=== Data ===
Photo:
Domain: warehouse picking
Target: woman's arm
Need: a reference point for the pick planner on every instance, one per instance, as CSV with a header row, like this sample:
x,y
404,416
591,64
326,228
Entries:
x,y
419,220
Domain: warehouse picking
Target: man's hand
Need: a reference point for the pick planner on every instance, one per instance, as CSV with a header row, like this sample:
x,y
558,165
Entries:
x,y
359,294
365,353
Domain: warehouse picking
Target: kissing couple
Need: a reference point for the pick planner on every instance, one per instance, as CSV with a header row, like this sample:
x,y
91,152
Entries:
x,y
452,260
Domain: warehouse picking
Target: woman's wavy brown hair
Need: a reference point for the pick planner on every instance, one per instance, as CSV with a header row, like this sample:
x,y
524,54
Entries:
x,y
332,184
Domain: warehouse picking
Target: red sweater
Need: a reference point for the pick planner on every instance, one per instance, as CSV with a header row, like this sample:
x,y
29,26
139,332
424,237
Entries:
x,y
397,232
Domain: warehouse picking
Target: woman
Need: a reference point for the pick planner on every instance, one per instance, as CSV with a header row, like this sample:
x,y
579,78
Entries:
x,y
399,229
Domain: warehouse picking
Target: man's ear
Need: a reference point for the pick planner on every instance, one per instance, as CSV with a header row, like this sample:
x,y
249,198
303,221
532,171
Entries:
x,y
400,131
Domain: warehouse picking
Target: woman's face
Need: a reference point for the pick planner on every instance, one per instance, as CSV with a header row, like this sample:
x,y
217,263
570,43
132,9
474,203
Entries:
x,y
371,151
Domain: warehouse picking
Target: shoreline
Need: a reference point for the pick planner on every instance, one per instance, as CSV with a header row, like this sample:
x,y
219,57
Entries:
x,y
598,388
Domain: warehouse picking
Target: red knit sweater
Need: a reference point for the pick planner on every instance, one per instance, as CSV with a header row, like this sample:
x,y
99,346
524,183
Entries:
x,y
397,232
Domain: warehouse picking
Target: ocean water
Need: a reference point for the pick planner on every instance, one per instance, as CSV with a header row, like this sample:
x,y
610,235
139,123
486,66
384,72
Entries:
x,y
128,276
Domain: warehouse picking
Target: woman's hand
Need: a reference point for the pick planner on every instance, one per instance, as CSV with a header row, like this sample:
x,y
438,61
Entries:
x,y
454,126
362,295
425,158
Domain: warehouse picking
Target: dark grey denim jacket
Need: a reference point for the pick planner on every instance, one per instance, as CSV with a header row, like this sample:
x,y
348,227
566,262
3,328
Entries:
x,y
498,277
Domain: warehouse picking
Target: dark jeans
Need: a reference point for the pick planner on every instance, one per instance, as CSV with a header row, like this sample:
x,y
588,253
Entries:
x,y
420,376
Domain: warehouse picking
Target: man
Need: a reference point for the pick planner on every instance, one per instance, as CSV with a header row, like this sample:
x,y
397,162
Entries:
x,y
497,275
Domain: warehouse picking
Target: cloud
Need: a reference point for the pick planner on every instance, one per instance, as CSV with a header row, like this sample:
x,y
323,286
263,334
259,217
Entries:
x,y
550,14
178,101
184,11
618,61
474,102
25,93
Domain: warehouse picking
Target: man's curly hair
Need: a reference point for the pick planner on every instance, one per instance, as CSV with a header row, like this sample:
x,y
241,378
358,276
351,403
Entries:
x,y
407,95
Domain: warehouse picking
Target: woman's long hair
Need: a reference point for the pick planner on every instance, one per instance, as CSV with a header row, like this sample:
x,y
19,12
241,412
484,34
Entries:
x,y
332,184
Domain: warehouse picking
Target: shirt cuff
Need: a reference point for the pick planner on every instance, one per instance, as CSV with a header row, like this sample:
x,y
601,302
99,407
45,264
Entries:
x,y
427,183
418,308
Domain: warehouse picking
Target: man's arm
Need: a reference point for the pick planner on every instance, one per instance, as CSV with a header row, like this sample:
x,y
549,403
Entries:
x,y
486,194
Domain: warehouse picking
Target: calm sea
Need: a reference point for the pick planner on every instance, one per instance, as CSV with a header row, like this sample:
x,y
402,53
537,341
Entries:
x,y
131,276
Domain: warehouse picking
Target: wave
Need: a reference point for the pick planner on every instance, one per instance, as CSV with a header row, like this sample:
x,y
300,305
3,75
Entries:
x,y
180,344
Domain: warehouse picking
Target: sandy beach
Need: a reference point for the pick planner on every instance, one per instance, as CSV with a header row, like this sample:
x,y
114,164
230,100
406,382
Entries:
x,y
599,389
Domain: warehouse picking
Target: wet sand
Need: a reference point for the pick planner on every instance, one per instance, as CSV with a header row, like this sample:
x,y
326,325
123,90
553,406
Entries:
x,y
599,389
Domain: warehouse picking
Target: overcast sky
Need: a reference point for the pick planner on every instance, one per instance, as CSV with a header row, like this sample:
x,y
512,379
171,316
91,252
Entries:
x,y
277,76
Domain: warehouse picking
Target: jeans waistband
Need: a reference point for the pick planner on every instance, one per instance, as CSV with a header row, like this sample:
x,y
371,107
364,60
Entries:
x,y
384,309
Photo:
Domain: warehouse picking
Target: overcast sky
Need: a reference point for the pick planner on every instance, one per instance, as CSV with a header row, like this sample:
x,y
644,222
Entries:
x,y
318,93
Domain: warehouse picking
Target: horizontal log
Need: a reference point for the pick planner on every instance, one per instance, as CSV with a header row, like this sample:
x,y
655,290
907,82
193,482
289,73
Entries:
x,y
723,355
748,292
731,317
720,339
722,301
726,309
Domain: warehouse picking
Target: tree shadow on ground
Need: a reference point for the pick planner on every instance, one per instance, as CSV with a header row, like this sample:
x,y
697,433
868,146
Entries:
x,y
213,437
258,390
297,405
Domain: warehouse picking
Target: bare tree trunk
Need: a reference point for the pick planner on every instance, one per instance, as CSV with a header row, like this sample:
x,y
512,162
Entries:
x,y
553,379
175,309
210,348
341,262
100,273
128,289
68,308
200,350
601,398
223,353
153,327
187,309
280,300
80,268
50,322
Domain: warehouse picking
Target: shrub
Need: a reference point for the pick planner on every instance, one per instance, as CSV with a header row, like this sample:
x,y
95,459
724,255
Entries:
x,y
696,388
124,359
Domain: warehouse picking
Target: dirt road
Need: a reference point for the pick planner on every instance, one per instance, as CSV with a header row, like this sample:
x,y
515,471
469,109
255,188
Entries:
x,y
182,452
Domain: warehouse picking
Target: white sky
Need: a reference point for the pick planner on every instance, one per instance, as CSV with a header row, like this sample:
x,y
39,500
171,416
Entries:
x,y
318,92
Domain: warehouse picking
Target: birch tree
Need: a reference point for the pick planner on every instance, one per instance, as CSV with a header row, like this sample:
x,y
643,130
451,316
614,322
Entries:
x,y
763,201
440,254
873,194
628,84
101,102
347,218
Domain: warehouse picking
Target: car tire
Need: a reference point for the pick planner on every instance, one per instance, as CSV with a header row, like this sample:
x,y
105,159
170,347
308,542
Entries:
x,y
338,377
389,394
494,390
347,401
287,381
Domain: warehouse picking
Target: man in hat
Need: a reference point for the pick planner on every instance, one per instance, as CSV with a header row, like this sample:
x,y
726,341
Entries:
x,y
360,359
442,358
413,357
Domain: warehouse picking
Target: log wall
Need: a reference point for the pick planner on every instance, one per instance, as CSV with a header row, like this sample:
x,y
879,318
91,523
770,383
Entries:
===
Return all of the entries word for word.

Correct output »
Photo:
Domain: warehouse picking
Target: woman's arm
Need: a reference point for the pick planner on every instance, one per instance, as CSV with a header row, like this sample:
x,y
404,416
591,64
326,228
Entries:
x,y
419,220
Domain: warehouse picking
Target: man's hand
Need: a reference point for the pick planner on every instance, one per instance, as CSV with a header row, like this sample:
x,y
558,165
Entries:
x,y
359,294
365,353
Domain: warehouse picking
Target: kissing couple
Need: a reference point for the pick planner on every instance, one per instance, as CSV with a header row, like this sample:
x,y
91,152
Entries:
x,y
452,260
Domain: warehouse picking
Target: woman's wavy brown hair
Need: a reference point for the pick planner on every instance, one per instance, as CSV with a header row, like this sample:
x,y
524,54
Entries:
x,y
332,184
Domain: warehouse picking
Target: red sweater
Need: a reference point for the pick planner on every instance, one per instance, as CSV with a header row, like this sample:
x,y
29,26
139,332
424,237
Entries:
x,y
397,232
Domain: warehouse picking
Target: woman
Need: a reference point for the pick planner on every instance, one per instance, as CSV with a header row, like this sample:
x,y
579,78
Entries:
x,y
399,229
Domain: warehouse picking
Target: man's ear
Need: a reference point for the pick planner on every instance, one per instance, as CSV with a header row, like this sample:
x,y
249,198
303,221
532,171
Entries:
x,y
400,131
Domain: warehouse picking
Target: woman's face
Need: a reference point for the pick planner on every instance, one per instance, as CSV with a header row, like this sample:
x,y
217,263
570,43
132,9
474,203
Entries:
x,y
371,151
Domain: warehouse picking
Target: shoreline
Need: a reference point for the pick planner on every instance, one per instance, as CSV with a header row, like this sample:
x,y
219,57
Entries:
x,y
598,388
Domain: warehouse picking
Target: red knit sweater
Need: a reference point for the pick planner on every instance, one per instance, as CSV with a header row, like this sample:
x,y
99,346
524,183
Entries:
x,y
397,232
Domain: warehouse picking
Target: ocean water
Need: a reference point for the pick planner on every instance, one per instance, as CSV with a header row, like this sample:
x,y
610,235
139,123
486,66
384,72
Entries:
x,y
128,276
Domain: warehouse picking
Target: woman's hand
Need: a reference point for the pick planner on every instance, one per instance, as CSV with a header row, like this sample:
x,y
438,61
Entries:
x,y
454,126
362,295
425,158
Domain: warehouse picking
Target: dark grey denim jacket
Need: a reference point for the pick planner on every instance, one per instance, as CSV with a header row, like this sample:
x,y
348,227
566,262
3,328
Entries:
x,y
498,277
Domain: warehouse picking
Target: dark jeans
Need: a reference point for the pick planner on every instance, one per instance, as CSV with a header row, like this sample:
x,y
588,253
Entries:
x,y
420,376
Domain: warehouse picking
Target: man
Need: a reference point for the pick planner on every instance, one per instance, as CSV with a header row, like this sample:
x,y
397,162
Entries:
x,y
497,275
Domain: warehouse picking
Target: cloud
Need: a reference point for the pick planner on every instance, one per instance, as CSV with a header row, like this sample:
x,y
323,286
263,334
259,217
Entries:
x,y
550,14
178,101
184,11
618,61
474,102
25,93
Domain: warehouse picking
Target: man's curly hair
Need: a reference point for the pick planner on every instance, one per instance, as CSV with a header row, like this sample:
x,y
241,378
358,276
351,403
Entries:
x,y
407,95
Domain: warehouse picking
Target: woman's long hair
Need: a reference point for the pick planner on every instance, one per instance, as CSV with a header row, like this sample:
x,y
19,12
241,412
484,34
Entries:
x,y
332,184
Domain: warehouse picking
Target: shirt cuff
Need: a reference point for the pick planner on every instance, one per instance, as CSV with a header row, like this sample:
x,y
601,302
99,407
45,264
Entries:
x,y
427,183
418,308
Domain: warehouse picking
Target: man's arm
Need: a reference point for the pick planner on every instance, one per instance, as CSV with a header row, like this sample:
x,y
549,403
Entries:
x,y
486,194
Domain: warehouse picking
Target: calm sea
Need: a reference point for the pick planner on every instance, one per instance, as CSV with a header row, like this sample:
x,y
402,53
537,341
Entries:
x,y
131,276
Domain: warehouse picking
Target: wave
Need: a reference point for the pick planner on every instance, one per instance, as CSV with a header row, like this sample:
x,y
300,305
3,75
Entries:
x,y
180,344
Domain: warehouse picking
Target: sandy beach
Need: a reference point for the pick planner on every instance, one per instance, as CSV with a header row, like this sample:
x,y
114,164
230,100
406,382
Entries:
x,y
599,389
Domain: warehouse picking
Target: wet sand
Need: a reference point for the pick planner on every instance, one per instance, as CSV with a header row, like this sample:
x,y
326,325
123,90
553,406
Entries:
x,y
599,389
Domain: warehouse picking
Target: overcast sky
Need: a reference point for the pick planner on every instance, one per instance, as CSV with a header row, like this sample:
x,y
512,379
171,316
91,252
Entries:
x,y
277,76
Domain: warehouse picking
Target: jeans waistband
Need: a reference point for the pick planner on every instance, one per instance, as CSV with a header row, like this sample:
x,y
371,107
364,60
Entries:
x,y
384,309
Photo:
Domain: warehouse picking
Target: overcast sky
Need: a reference point for the pick planner on every instance, one per instance, as CSV with a header row, like this sample:
x,y
644,222
Entries:
x,y
318,93
Domain: warehouse picking
Target: horizontal log
Need: a reference point for the pick planner on every instance, one per instance, as CSV with a header row, like this sample:
x,y
655,290
907,82
193,482
289,73
Entries:
x,y
723,355
748,292
731,317
720,339
722,301
726,309
Domain: warehouse picking
Target: tree shadow on ground
Need: a reference point for the pick planner on every instance, one per instance, as CSV with a header row, like this sample:
x,y
697,433
868,146
Entries:
x,y
213,437
258,390
297,405
Domain: warehouse picking
Target: bare tree trunk
Need: a reference point for the pick planner on every instance, one per instance, as CSV with a header row, like this sample:
x,y
512,162
Entries:
x,y
553,379
175,309
210,348
341,262
100,273
128,289
68,308
200,350
601,398
223,353
153,327
187,309
280,300
80,268
50,322
Domain: warehouse picking
Target: shrub
Need: a reference point for the pick planner on every instance, one per instance, as CSV with a header row, like this sample:
x,y
95,459
724,255
Entries:
x,y
696,388
124,359
Domain: warehouse picking
Target: dirt road
Need: a reference point for the pick planner on every instance, one per instance, as CSV with a header row, like this sample:
x,y
515,471
469,109
255,188
Entries:
x,y
182,452
Domain: warehouse picking
Target: white sky
Need: a reference point for the pick planner on every instance, one per instance, as CSV with a header row, like this sample:
x,y
39,500
171,416
Entries:
x,y
318,92
Domain: warehouse picking
Target: birch tree
Need: a reference point for the pick planner on every instance, one per instance, as CSV with a header row, like this sample:
x,y
643,130
451,316
614,322
Entries:
x,y
763,201
440,254
873,194
628,84
101,102
347,218
Domain: warehouse picking
Target: car tire
Need: a reference point for the pick planner on every instance, one per instance, as CSV with a header row, like this sample:
x,y
105,159
170,347
308,542
Entries:
x,y
338,377
389,394
494,390
347,401
287,381
Domain: warehouse picking
Target: man in hat
Need: a reference point for the pick planner on every instance, one per instance, as CSV with a header row, like this sample:
x,y
726,341
Entries:
x,y
360,359
442,358
413,357
Domain: warehouse picking
Target: log wall
Need: a reference point for the pick planner on every instance, one per instance, as CSV with a header row, like this sample:
x,y
879,318
91,523
770,383
Entries:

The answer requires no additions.